#### Extracted text:
The number of monkeypox cases detected in San Diego County increased by seven Friday, hitting 27 total confirmed and suspected cases, according to a weekly update from the county health department.
Compared to what has been under way in other large California cities, the impact of the viral illness in San Diego remains small. By comparison, Los Angeles and San Francisco hit 306 and 305 cases, respectively, in their latest updates posted Friday afternoon.
San Francisco recently declared a state of public emergency as cases have continued to increase rapidly with New York state declaring the virus an “imminent threat” to public health. According to the Centers for Disease Control and Prevention, 79 countries now have active monkeypox outbreaks.
California now has 800 confirmed and probable cases out of more than 4,900 identified nationwide.
Vaccine supply has not been able to keep up with demand, with members of the LGBTQ community, which has been disproportionately affected by the increase in cases, upset with what has been called a slow response.
California state Sen. Scott Wiener, a Democrat who represents San Francisco, has urged the state to declare an emergency, which would provide greater flexibility around testing and vaccinations. But he also said Friday that state leaders have acted with an appropriate sense of urgency.
“At this point, I think local, state, federal, we’re all rowing in the same direction. We just all need to row faster because we have a limited window of time to control this outbreak,” he said.
Determined to stay ahead of the trend, the county health department conducted its second vaccination clinic this week and also launched a new communications system that will send real-time information updates to anyone who is interested by text message.
To sign up for the system, text COSD MONKEYPOX to 468-311.
Dr. Cameron Kaiser, deputy public health officer for the county health department, said the system is an attempt to open direct lines of communication to those who are at the greatest risk of infection.
Acknowledging that anyone who comes into contact with the distinctive pox that the virus causes is at risk of infection, Kaiser said the local public health effort must focus on protecting those currently experiencing the greatest effects and right now that is the LGBTQ community.
“As we’ve been saying all along, we don’t want to stigmatize a particular population, but this population, right now, is the one that’s disproportionately affected, and we want to make sure that we reach out to them in all the ways that we possibly can,” Kaiser said.
The Associated Press contributed to this report.

#### Data extract:
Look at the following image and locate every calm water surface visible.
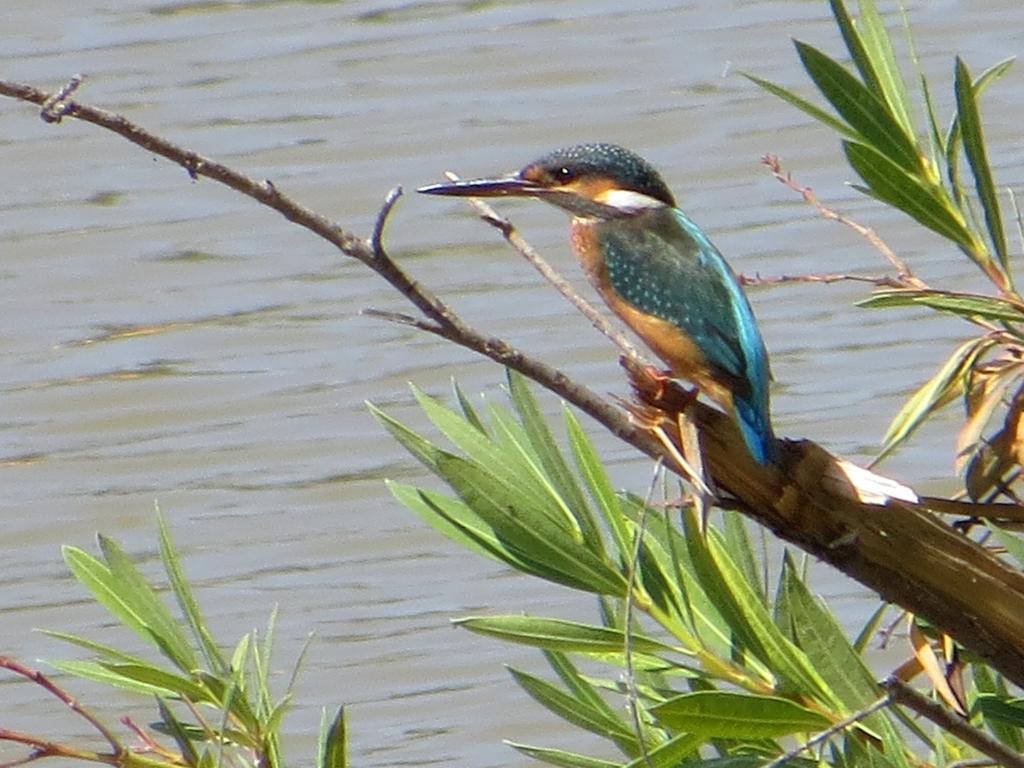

#### Study questions:
1. List every case total that the monkeypox article gives for a particular place, with the place each number belongs to.
2. From the monkeypox article, copy the passage between "San Francisco recently" and "active monkeypox outbreaks.", inclusive.
3. In the monkeypox article, what should someone text, and to what number, to sign up for the county's real-time updates?

#### Solved tasks:
1.
- San Diego County: 27 total confirmed and suspected cases
- Los Angeles: 306 cases
- San Francisco: 305 cases
- California: 800 confirmed and probable cases
- Nationwide: more than 4,900 cases

2.
San Francisco recently declared a state of public emergency as cases have continued to increase rapidly with New York state declaring the virus an “imminent threat” to public health. According to the Centers for Disease Control and Prevention, 79 countries now have active monkeypox outbreaks.

3. Text COSD MONKEYPOX to 468-311.